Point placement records
========================================================================

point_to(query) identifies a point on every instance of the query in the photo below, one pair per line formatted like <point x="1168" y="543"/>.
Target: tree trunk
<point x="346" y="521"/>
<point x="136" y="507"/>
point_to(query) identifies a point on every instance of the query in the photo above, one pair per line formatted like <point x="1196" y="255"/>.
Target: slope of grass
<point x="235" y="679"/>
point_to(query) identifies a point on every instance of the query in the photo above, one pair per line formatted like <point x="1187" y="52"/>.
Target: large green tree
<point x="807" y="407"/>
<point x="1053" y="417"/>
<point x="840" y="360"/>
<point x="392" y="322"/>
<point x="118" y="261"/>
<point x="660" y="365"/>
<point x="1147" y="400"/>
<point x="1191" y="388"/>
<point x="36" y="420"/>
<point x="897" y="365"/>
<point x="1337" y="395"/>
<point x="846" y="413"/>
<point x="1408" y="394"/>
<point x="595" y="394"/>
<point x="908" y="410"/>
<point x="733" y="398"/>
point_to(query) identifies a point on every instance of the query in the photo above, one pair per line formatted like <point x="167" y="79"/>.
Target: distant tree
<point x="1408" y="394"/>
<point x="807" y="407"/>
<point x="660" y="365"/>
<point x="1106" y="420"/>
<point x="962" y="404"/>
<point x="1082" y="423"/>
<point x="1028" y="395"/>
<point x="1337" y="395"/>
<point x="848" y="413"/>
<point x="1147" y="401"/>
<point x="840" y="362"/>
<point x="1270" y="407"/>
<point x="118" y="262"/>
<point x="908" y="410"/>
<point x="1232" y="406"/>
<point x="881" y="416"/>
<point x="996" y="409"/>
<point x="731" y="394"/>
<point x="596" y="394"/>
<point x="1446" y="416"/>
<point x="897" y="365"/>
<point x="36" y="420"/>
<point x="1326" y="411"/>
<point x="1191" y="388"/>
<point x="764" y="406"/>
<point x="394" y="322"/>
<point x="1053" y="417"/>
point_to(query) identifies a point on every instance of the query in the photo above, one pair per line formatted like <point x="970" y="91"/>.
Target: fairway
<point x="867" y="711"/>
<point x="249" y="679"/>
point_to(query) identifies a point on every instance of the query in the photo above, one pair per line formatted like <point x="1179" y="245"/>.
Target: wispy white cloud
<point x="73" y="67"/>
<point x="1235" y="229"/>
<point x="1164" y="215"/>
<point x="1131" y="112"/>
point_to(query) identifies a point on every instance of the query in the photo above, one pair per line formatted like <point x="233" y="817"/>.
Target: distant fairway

========================================================================

Directions for this task => Every entry in the listing must be retyped exactly.

Result of the task =>
point_to(query) identifies a point on every instance of the query in the photo below, one pair per line formatted like <point x="1168" y="543"/>.
Target: tree trunk
<point x="346" y="521"/>
<point x="136" y="507"/>
point_to(query) identifies a point on every instance of the query in the photo above, one pair per line formatted like <point x="1196" y="255"/>.
Target: slope of grass
<point x="235" y="679"/>
point_to(query) identifies a point on every instance of the query in the photo above, one pair per line formatted like <point x="1187" y="52"/>.
Target: large green tree
<point x="807" y="407"/>
<point x="1053" y="417"/>
<point x="840" y="360"/>
<point x="392" y="322"/>
<point x="118" y="261"/>
<point x="660" y="365"/>
<point x="1147" y="400"/>
<point x="1191" y="388"/>
<point x="36" y="420"/>
<point x="897" y="365"/>
<point x="1337" y="395"/>
<point x="846" y="413"/>
<point x="1408" y="394"/>
<point x="595" y="394"/>
<point x="908" y="410"/>
<point x="733" y="398"/>
point_to(query) identifies a point on every instance of the query in the photo above, one pair per line formatted like <point x="167" y="79"/>.
Target: distant tree
<point x="1408" y="394"/>
<point x="807" y="407"/>
<point x="660" y="365"/>
<point x="1106" y="420"/>
<point x="962" y="404"/>
<point x="1082" y="423"/>
<point x="1028" y="395"/>
<point x="1337" y="395"/>
<point x="848" y="413"/>
<point x="1147" y="401"/>
<point x="840" y="362"/>
<point x="1270" y="407"/>
<point x="118" y="262"/>
<point x="908" y="410"/>
<point x="1232" y="406"/>
<point x="881" y="416"/>
<point x="996" y="409"/>
<point x="731" y="394"/>
<point x="596" y="394"/>
<point x="1446" y="416"/>
<point x="897" y="365"/>
<point x="36" y="420"/>
<point x="1326" y="411"/>
<point x="1191" y="388"/>
<point x="764" y="406"/>
<point x="394" y="322"/>
<point x="1053" y="417"/>
point_to(query) identifies a point on every instance of the query in the photo above, one pair per line formatted like <point x="970" y="91"/>.
Target: fairway
<point x="867" y="711"/>
<point x="249" y="679"/>
point_to(query) identifies a point on every instance of the query in the photo above, one pair per line formatted like <point x="1179" y="245"/>.
Target: wispy white cloud
<point x="73" y="67"/>
<point x="1235" y="229"/>
<point x="1164" y="215"/>
<point x="1131" y="112"/>
point_to(query) identifies a point on every instance of the query in the photo above, one pair per line formatted like <point x="233" y="817"/>.
Target: distant fairway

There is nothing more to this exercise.